■ Problem statement
Rewrite every line of the records below as a numbered list, skipping any blank lines. Leave the pictures out.

■ Exercise inputs
— Begin —

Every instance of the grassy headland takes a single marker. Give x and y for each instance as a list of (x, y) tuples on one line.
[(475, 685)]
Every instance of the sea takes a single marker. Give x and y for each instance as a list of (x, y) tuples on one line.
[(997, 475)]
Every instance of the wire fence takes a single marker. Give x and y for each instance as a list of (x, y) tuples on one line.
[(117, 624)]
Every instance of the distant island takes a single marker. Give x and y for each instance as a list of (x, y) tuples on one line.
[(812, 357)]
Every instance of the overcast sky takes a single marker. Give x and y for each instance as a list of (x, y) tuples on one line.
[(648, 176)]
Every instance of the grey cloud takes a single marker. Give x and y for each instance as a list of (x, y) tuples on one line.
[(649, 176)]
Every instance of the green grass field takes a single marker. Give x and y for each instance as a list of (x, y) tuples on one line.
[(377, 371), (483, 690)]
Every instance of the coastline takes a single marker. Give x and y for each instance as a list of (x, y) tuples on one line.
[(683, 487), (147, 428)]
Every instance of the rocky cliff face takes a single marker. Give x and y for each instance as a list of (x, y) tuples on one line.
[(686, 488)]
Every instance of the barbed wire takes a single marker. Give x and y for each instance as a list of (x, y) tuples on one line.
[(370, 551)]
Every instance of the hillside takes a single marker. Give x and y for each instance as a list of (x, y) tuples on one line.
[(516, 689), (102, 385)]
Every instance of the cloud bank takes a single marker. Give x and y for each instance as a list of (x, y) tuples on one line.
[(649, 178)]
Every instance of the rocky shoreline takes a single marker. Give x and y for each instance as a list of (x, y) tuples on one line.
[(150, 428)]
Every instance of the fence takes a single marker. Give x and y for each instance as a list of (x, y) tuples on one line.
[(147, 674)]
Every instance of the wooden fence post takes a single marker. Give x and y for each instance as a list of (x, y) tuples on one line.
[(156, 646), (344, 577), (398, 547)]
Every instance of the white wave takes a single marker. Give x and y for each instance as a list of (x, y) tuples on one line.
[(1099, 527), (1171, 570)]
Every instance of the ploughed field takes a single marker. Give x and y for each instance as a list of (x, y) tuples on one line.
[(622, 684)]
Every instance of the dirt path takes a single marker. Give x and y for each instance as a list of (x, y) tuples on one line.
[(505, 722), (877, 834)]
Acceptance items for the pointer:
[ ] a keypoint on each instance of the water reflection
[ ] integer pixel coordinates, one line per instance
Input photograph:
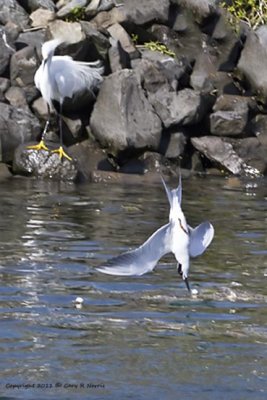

— End —

■ Written answer
1. Every instance of the grassy headland takes a single marker. Give x and y for each instance as a list of (x, y) tuples on one line.
2. [(475, 685)]
3. Every instance of the sea takes a single marker. Give x and y for each instance as a list of (x, y) tuples on one line.
4. [(997, 475)]
5. Every instance of the wire fence takes a single marker. Give x and y for each instance as a list of (x, y) tuples on one line.
6. [(117, 624)]
7. Every instance of the distant island takes a single marker. Give x and y for each instance as a list of (x, y) tuples on one line.
8. [(812, 357)]
9. Every instance of the overcast sky takes a single marker. Give x and y for each instance as a list of (x, y) tuples on one line.
10. [(648, 176)]
11. Every instance of the grey cloud takes a single marker. Give x and y for each instance as a list of (x, y) tuples on one line.
12. [(649, 176)]
13. Every instance of the green grass field takes a single marker. Give x and y for each instance as a list of (x, y) tuples on one line.
14. [(377, 371), (483, 690)]
15. Every instance of the coastline takes a single marker. Give x and y for each instance as a list of (x, y) tuples on one line.
16. [(683, 487), (147, 428)]
17. Every instance of the rocky cliff face takes a single marker. Give x and y for each instance as a list of (x, y) tuples on one line.
18. [(686, 488)]
19. Every instance of the barbed wire takes a single marker. Give x and y for each instance as a list of (x, y) tuples on one line.
20. [(370, 551)]
21. Every instance of the hillside takes a single marker. Give x and y for each instance as a list of (x, y) tuples on one line.
22. [(516, 689), (102, 385)]
23. Every instance of the cloud bank takes a single marker. Give x and y for each instance as a list of (x, y) tuples on one line.
24. [(649, 178)]
25. Every instance of the rocky shoreline takes a single marker. Give x and y for each instance as a list of (x, y) tuples on one line.
26. [(150, 428)]
27. Every instance of the fence takes a single marker. Give x and y for each instance as a list of (x, y) tuples on one line.
28. [(147, 674)]
29. Every instance of the wooden fence post takes a single marker. Give x and y for each instance as a list of (x, y) tuples on one line.
30. [(156, 646), (344, 577), (398, 547)]
31. Every instance of the white wave takes a single marker. Give x and y for each instance as a list of (x, y) tuples on one line.
32. [(1099, 527), (1171, 570)]
33. Every instance of the ploughed field takes a single marker. Give x and y for each instance as a list of (x, y) tuples on one line.
34. [(622, 684)]
35. Every instance of the dirt path takes a single marker. Give x and y for each instance as a list of (x, y) tuples on one line.
36. [(505, 722), (877, 834)]
37. Acceptance items for the pointer:
38. [ ] a keypoint on each instance of the water reflection
39. [ ] integer pixel coordinates, one line per instance
40. Input photograph:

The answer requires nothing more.